Wrestling With Angels
The Sexual Revolution Confronts the Church
Marjorie L. Coppock
During the volatile years of the 1960’s, I was in my 20’s. My husband and I were raising three young children. A bewildering array of social revolutions was occurring all at once. It was an exciting but a dangerous time. Shrill reports of confrontations, demonstrations, and assassinations filled the newscasts, newspapers, and magazines.1
§ The cold war was a hovering concern. Following Russia’s launching of Sputnik I in 1957, the United States accelerated the exploration of space.
§ The leaders of the civil rights movement, activated by the Montgomery bus boycott in 1955, led sit-ins and marches which led to the Civil Rights Act of 1964 and the Voting Rights Act of 1965.
§ Anti-Vietnam protestors confronted the military mindset in the late 1960’s.
§ Women were challenging the second-class status of women whose contributions to society were dismissed as trivial or non-essential.
§ The assassinations of President John F. Kennedy in 1963 and Robert Kennedy and Martin Luther King, Jr. in 1968 accented the reality of social revolution.
§ The sexual revolution confronted traditional values.
The sexual revolution that exploded and swept across the United States in the last half of the 20th century brought profound changes in sexual and family relationships. These changes challenged traditional values and religious practices. The changing sexual and family behaviors jeopardized the ability of the family to act as a reproductive support group for religious values and ideas. Social influences through the media, schools, and legislation influenced people; young people especially, to move away from commitment to traditional moral behaviors and family values toward more unrestrained behaviors.
Dynamic changes in family and sexual behaviors became the focus of major social movements from the years 1960 to 2000. Highly disciplined and vocal groups engaged in intense debates over these changes. The debates relating to sexuality, sex-education, abortion, divorce, and homosexuality focus on the meaning of human life, the family, and sacred values. Consequently, the disputes became acrimonious, accompanied by ferocious denunciations and accusations.
In their support of traditional values, religious groups encountered political struggles internally and within the larger society. The struggle over control for the definition of 'normal' sexual behavior was evident within denominations and even within their own hierarchies. Liberal factions sought to change official church statements related to sexuality in order to bring them into line with secular practices. A dichotomy between Churches became evident. ‘Mainline’ denominations moved in the direction of accommodation to contemporary values while 'fundamentalist' denominations sought to preserve traditional biblical values and family relationships.
Interest in this study has grown out of my life experiences within academia as a student and a professor of sociology; within churches of several denominations, including Baptist, Church of the Brethren, United
Methodist, Presbyterian, and Episcopalian; and as a wife and mother raising three children who were born in the 1960's. As parents raising two sons and a daughter, my husband and I were confused and concerned about the changes that were taking place in society. Being unaware at the time of the organized groups that were challenging traditional moral values, I naively assumed that other social institutions were continuing to support these values.

**Task requirements:**
a: Name every church denomination the author lists from her own experience in the excerpt on the sexual revolution and the church.
b: Extend the excerpt on the sexual revolution and the church, picking up right after its final sentence.
The listing that comes next is separate material, apart from the excerpt on the sexual revolution and the church.

**Supplied material:**
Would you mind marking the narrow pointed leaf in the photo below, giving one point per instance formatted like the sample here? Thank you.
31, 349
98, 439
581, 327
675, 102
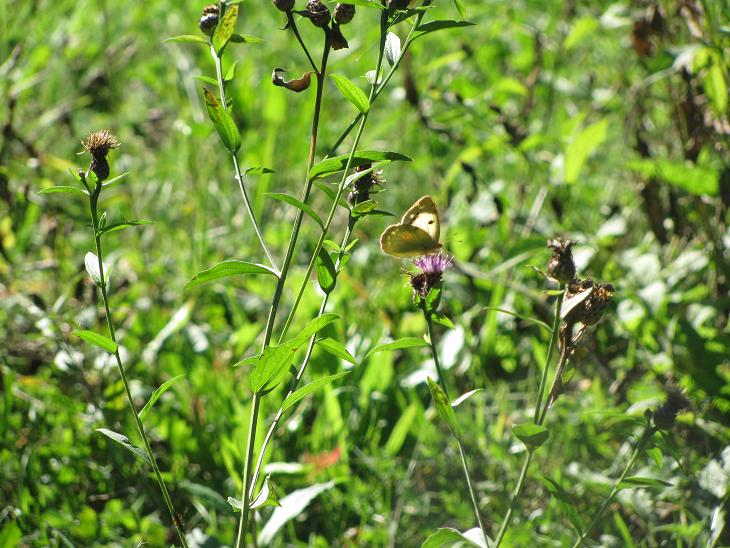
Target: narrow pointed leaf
101, 341
298, 204
310, 388
156, 396
228, 268
351, 92
406, 342
124, 442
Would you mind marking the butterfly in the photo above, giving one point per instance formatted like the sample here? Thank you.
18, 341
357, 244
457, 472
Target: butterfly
417, 233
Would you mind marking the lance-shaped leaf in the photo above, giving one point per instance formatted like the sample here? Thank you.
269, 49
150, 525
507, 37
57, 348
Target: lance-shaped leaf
228, 268
310, 388
443, 406
531, 434
351, 92
156, 395
124, 442
336, 164
274, 363
297, 84
223, 122
101, 341
225, 28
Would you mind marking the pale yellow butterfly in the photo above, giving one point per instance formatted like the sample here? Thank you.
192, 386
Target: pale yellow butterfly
417, 233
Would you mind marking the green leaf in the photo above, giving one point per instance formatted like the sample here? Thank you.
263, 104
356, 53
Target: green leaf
531, 434
194, 38
351, 92
228, 268
638, 481
225, 28
206, 79
246, 39
336, 348
266, 496
156, 396
433, 26
291, 200
446, 536
273, 364
361, 157
223, 122
121, 226
101, 341
308, 389
583, 144
326, 273
61, 189
231, 72
443, 407
406, 342
124, 442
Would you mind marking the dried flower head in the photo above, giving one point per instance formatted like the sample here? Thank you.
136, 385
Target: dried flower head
561, 266
666, 414
586, 301
318, 13
284, 5
209, 19
364, 185
337, 39
98, 144
432, 269
344, 13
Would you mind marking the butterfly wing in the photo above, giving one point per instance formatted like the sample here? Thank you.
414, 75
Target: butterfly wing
407, 241
424, 215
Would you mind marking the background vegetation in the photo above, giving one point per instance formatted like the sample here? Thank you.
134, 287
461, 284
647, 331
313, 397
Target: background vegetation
604, 121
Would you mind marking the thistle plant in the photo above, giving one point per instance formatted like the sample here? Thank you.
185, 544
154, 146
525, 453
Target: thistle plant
94, 180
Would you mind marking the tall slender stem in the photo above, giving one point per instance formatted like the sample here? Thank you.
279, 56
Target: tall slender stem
237, 167
93, 203
648, 433
442, 382
256, 401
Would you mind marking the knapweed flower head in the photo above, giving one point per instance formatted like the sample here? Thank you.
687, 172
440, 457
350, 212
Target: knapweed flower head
561, 266
209, 19
98, 144
666, 414
432, 269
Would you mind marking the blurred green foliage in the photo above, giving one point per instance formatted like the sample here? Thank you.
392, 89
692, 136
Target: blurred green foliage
604, 121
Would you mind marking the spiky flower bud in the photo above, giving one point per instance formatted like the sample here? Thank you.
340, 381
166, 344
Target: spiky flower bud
432, 269
98, 144
284, 5
561, 266
364, 185
666, 414
209, 19
344, 13
318, 13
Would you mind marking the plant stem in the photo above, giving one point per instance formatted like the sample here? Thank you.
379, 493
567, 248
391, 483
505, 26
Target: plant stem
237, 167
302, 368
539, 418
256, 401
93, 203
648, 433
442, 382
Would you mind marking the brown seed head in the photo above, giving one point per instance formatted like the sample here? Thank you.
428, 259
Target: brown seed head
209, 19
318, 13
344, 13
561, 266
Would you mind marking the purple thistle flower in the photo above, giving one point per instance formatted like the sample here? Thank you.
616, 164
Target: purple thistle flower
432, 268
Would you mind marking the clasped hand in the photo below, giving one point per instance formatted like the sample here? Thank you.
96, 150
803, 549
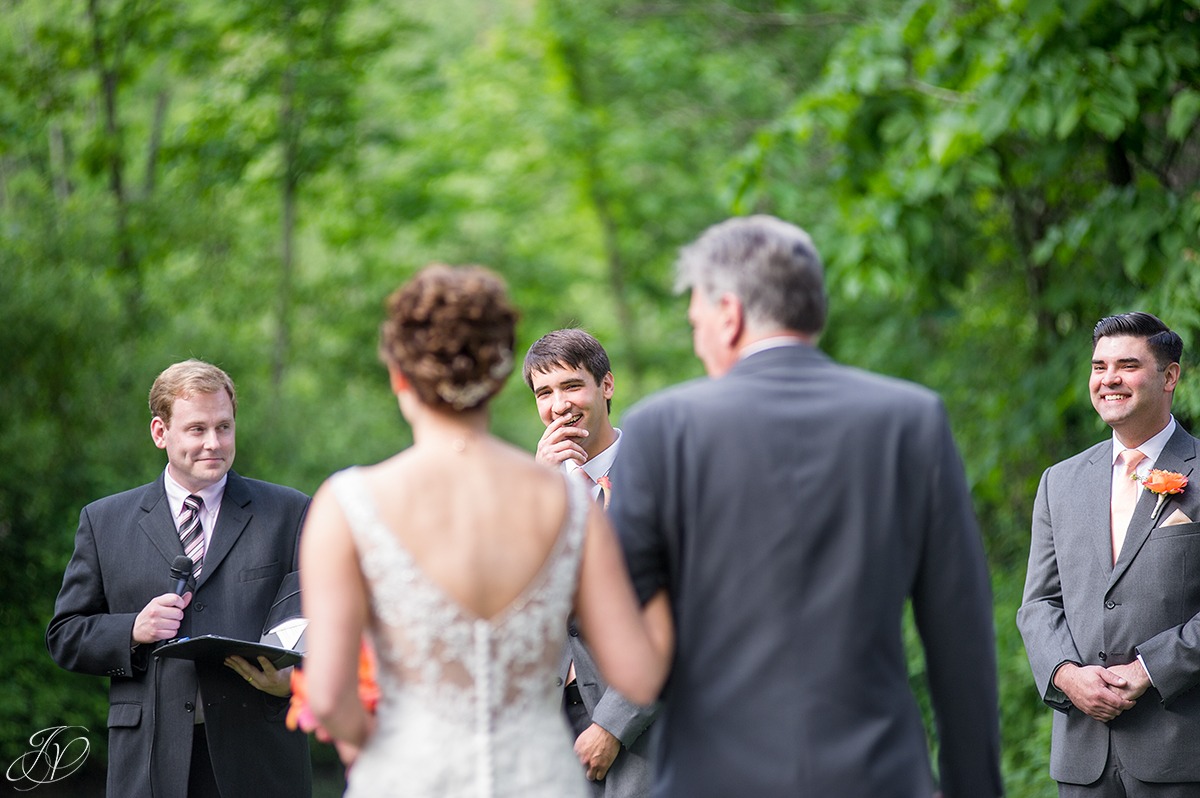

**Answers to each task:**
a: Baptist, Church of the Brethren, United Methodist, Presbyterian, Episcopalian

b:
My family and I were actively involved in the churches in which we were members. These experiences sensitized me to the varied perspectives, both within denominations and between denominations, in regard to support for diverse sexual and family relationships. I observed and felt personally the intensity of feelings these topics generated within congregations.
At age 53, I received my Ph.D. in sociology with a focus on marriage and family. I began full time teaching of undergraduate and Master’s level university classes during the 1990's. Most students held the long-term goal of forming a loving and stable family. Yet, many expressed concern and anxiety about their ability to achieve their goal. They had seen, and many had felt, the pain experienced when marriages and families broke up. Consequently many were afraid of forming marriage and family bonds; indeed, many were even concerned about serious dating relationships.
This manuscript presents a summary and overview of the challenges directed predominantly toward Jewish and Christian organizations in their support of cherished sexual and family values and the accommodations made by these groups to the changing culture. The study identifies the perspectives, actors and organizations involved in the debates over differing definitions of appropriate sexual and family patterns, particularly as they responded to changing legislation.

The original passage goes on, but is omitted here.